= ESERCIZIO A =
Nell'estratto sulla carenza di personale sanitario, di quanto si prevede che aumenti l'afflusso di pazienti nei pronto soccorsi?
= ESERCIZIO B =
Prosegui l'estratto sulla carenza di pediatri e infermieri a partire dal punto in cui si interrompe.

= ESTRATTO SELEZIONATO =
=-=-=-=-=
Serve innanzitutto un’adeguata programmazione del fabbisogno che richiede – secondo la Fondazione GIMBE– tre elementi: ridefinire la fascia di età di esclusiva competenza dei PLS, disporre di stime accurate sul numero di pediatri che intraprendono la carriera di PLS e, nel medio e lungo periodo, considerare il fenomeno della denatalità. Servono inoltre l’adozione di modelli organizzativi che promuovano il lavoro in team, l’effettiva realizzazione della riforma dell’assistenza territoriale prevista dal PNRR (Case di comunità, Ospedali di Comunità, assistenza domiciliare, telemedicina), accordi sindacali in linea con il ricambio generazionale e la distribuzione capillare dei PLS, come indicato negli stessi atti di indirizzo. Perché guardando ai pensionamenti attesi, non è affatto certo che nei prossimi anni i nuovi PLS saranno sufficienti a garantire il ricambio generazionale, con l’inevitabile acuirsi della carenza in alcune Regioni.
E a mancare sono anche gli Infermieri, che in alcune regioni arrivano ad avere una media di 12-13 pazienti in gestione: una media che va ben oltre quella che può essere definita come una sanità di qualità. Secondo l’indagine del Sindacato Infermieri Italiani Nursing Up, si rischia il taglio di almeno il 10% dei posti letto a causa dei deficit di organico e molti reparti potrebbero essere accorpati se non addirittura chiusi. In pericolo le aree di emergenza-urgenza: si prevede almeno il 30% in più di afflusso dei pazienti nei pronto soccorsi, che non sarà assolutamente gestibile dal personale presente nelle strutture sanitarie da Nord a Sud. “Lombardia e Campania, da giugno in poi, è l’allarme che lancia Nursing Up, saranno senza dubbio alcuno, le due principali regioni dove si annuncia “una estate davvero rovente” per i nostri professionisti dell’area non medica, in particolar modo per la precaria situazione dei pronto soccorsi e, naturalmente anche per gli altri reparti di emergenza-urgenza, laddove occorrerebbero inserimenti immediati di professionisti, che inevitabilmente vengono a mancare all’appello tra realtà concorsuali che finiscono il più delle volte deserte per le magre offerte economiche, e un piano di assunzioni decisamente deficitario per via delle lacunose politiche regionali.”
=-=-=-=-=
= DATI FORNITI =
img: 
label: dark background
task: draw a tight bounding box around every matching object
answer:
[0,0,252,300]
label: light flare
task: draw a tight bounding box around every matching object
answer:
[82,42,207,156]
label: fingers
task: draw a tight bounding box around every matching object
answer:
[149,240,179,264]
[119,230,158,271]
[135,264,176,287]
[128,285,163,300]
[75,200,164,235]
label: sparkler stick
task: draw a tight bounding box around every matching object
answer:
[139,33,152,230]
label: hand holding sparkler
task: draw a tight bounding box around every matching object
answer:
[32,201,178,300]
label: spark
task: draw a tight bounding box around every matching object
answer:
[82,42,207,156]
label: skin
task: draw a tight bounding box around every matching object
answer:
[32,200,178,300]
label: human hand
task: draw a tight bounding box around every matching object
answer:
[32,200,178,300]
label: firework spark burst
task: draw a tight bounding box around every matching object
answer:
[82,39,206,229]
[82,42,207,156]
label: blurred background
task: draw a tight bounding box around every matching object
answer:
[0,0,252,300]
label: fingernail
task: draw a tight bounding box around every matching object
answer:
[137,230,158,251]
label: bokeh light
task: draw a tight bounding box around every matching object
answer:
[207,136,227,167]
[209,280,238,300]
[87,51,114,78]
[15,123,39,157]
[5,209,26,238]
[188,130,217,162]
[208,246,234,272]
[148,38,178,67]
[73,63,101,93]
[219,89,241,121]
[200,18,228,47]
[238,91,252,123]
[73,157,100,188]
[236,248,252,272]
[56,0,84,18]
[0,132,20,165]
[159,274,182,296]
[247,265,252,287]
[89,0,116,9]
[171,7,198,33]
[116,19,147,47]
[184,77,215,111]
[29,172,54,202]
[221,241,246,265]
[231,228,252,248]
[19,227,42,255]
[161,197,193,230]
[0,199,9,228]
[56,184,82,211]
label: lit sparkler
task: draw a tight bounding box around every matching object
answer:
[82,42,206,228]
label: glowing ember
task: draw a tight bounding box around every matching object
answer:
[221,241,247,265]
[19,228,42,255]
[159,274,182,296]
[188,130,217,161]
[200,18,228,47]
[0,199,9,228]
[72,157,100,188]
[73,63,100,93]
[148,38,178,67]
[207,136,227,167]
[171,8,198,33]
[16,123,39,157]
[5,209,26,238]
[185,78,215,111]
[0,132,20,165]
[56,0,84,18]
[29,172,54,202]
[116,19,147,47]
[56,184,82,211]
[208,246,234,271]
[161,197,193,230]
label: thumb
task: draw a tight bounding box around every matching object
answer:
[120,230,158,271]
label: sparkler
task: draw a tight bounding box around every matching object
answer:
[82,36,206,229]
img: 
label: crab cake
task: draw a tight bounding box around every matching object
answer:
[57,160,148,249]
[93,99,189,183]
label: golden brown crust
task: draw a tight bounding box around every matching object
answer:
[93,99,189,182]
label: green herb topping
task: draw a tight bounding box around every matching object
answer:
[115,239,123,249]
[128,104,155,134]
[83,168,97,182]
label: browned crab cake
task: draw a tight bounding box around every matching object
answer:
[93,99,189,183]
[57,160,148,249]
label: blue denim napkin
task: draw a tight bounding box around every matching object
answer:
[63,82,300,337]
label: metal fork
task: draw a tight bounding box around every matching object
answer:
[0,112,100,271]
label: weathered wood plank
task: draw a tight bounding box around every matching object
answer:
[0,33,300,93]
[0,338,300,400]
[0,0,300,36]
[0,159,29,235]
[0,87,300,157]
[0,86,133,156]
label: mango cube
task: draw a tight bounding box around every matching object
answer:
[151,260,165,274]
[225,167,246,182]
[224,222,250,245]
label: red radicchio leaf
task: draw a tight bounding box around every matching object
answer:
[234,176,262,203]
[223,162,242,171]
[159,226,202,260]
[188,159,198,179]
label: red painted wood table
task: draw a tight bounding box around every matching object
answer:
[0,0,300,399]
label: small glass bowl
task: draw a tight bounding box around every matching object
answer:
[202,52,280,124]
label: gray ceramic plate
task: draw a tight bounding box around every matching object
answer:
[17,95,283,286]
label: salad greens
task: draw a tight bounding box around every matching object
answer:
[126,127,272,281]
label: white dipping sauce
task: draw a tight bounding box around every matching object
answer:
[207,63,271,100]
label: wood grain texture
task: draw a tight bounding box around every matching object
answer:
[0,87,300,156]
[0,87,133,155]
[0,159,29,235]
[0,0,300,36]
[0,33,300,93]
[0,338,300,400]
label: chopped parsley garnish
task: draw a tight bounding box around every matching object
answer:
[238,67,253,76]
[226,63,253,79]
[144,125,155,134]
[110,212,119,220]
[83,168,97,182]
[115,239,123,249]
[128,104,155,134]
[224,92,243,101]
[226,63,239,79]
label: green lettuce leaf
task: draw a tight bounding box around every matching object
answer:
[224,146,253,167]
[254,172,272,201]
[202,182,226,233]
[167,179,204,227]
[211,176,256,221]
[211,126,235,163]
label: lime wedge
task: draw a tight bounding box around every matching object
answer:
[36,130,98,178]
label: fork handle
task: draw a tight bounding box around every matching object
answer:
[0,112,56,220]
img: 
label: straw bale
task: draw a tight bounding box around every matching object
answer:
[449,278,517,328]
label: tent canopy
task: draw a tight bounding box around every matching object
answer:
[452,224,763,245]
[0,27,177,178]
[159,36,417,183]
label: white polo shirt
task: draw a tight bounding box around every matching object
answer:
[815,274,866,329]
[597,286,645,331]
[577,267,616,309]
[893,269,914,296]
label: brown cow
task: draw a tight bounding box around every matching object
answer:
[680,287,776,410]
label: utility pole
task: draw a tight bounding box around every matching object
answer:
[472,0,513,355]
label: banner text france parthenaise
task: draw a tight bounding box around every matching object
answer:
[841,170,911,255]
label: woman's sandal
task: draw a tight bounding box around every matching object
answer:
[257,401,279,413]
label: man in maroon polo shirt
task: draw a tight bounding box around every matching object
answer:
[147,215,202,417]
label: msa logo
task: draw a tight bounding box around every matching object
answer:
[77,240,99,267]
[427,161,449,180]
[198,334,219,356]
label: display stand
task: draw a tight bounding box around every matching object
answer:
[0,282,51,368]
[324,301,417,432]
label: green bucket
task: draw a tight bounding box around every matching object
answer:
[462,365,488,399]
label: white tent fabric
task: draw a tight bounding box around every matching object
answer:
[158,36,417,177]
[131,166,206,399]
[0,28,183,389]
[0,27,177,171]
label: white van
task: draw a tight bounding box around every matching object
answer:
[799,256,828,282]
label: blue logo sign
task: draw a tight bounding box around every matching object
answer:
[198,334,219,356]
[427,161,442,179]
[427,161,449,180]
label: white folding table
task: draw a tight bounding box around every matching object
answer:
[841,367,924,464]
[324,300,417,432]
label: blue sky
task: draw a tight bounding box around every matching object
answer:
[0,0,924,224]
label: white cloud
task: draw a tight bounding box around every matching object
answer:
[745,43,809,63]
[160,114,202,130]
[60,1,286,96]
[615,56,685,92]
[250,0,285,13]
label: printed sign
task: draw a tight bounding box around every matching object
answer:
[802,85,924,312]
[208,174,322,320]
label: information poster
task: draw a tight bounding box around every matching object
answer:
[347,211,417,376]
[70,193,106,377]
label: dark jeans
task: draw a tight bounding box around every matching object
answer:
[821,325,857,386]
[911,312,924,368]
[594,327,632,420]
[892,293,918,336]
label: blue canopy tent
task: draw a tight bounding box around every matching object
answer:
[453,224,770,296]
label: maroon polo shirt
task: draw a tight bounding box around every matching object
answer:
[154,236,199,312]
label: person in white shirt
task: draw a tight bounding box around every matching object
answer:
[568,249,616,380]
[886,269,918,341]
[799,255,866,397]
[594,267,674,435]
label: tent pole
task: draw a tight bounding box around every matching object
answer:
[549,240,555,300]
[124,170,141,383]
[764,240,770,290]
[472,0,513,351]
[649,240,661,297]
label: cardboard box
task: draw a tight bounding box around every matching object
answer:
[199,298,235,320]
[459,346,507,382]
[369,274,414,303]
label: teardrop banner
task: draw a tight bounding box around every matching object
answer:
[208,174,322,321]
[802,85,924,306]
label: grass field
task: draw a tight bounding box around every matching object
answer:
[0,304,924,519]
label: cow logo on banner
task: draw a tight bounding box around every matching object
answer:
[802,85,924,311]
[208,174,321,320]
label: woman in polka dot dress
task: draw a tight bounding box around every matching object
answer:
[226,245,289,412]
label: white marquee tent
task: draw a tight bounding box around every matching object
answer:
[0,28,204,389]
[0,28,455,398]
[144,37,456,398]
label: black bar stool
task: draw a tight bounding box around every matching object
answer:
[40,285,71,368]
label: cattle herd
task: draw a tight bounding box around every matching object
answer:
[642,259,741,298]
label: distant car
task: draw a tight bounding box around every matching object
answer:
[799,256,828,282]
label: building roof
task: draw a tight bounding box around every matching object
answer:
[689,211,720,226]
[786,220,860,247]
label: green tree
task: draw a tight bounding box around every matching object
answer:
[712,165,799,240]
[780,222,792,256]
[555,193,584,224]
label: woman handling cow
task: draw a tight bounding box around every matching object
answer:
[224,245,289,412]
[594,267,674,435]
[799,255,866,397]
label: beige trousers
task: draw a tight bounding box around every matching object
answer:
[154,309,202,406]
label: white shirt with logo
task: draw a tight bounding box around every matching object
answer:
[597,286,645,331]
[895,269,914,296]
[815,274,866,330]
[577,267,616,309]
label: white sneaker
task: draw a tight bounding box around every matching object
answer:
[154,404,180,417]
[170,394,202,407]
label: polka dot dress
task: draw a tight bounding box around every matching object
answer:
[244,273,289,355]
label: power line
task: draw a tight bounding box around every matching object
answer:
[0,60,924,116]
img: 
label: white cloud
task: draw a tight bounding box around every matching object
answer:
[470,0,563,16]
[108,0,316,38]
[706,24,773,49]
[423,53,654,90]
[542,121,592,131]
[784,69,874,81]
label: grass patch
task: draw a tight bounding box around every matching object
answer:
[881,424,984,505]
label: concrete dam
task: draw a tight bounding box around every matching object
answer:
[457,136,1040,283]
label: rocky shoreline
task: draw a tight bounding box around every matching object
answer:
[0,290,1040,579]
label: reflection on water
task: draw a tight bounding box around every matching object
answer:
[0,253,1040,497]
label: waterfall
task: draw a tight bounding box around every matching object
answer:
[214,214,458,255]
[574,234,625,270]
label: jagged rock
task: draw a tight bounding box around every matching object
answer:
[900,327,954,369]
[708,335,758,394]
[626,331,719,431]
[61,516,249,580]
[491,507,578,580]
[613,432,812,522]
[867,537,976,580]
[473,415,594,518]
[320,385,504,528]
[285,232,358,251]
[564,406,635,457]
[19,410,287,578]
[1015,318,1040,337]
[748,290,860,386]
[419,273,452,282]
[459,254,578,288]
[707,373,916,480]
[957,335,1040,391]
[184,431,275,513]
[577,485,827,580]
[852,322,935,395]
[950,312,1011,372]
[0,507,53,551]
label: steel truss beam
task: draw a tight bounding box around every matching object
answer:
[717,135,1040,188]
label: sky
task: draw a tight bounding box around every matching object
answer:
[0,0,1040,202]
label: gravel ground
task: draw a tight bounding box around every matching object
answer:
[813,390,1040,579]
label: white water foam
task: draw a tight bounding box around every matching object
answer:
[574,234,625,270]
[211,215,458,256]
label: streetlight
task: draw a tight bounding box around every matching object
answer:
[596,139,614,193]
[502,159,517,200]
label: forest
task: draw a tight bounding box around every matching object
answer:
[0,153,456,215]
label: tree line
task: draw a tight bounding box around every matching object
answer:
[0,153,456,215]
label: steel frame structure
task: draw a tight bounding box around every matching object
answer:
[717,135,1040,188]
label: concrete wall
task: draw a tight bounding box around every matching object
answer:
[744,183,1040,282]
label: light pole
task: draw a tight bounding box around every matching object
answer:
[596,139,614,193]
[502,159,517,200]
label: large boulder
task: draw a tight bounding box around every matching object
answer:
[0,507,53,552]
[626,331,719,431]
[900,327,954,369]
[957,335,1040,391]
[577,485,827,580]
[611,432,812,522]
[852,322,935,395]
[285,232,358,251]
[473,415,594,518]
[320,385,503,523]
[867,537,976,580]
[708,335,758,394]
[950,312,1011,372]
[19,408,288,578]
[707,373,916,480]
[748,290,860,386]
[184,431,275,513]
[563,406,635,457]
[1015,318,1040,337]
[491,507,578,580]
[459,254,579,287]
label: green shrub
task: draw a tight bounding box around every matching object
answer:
=-=-=-=-=
= RISPOSTA ALL'ESERCIZIO A =
Di almeno il 30%.

= RISPOSTA ALL'ESERCIZIO B =
In questo momento, evidenzia il Sindacato degli Infermieri, nell’occhio del ciclone, ci sono realtà come l’ASST di Lecco, quotidianamente alle prese con la fuga di professionisti verso la Svizzera (che paga almeno il doppio di quanto percepisce un infermiere in Italia). L’azienda sanitaria lecchese avrebbe una necessità immediata di 400 infermieri. Scendendo al sud, vi è invece la situazione della Campania, dove accanto alle croniche emergenze di realtà da sempre in difficoltà come il Cardarelli, emergono situazioni a dir poco “esplosive” come quelle dell’Ospedale dal Mare, tra i principali pronto soccorsi cittadini, alle prese con un surplus di pazienti che già dal mese di marzo è ingestibile per i pochi infermieri “rimasti in trincea”. Un’emergenza, ormai perenne, che rischia di aggravarsi ulteriormente.
Si annuncia all’orizzonte una nuova estate caldissima per i servizi sanitari, mentre il nostro SSN va sempre più a picco.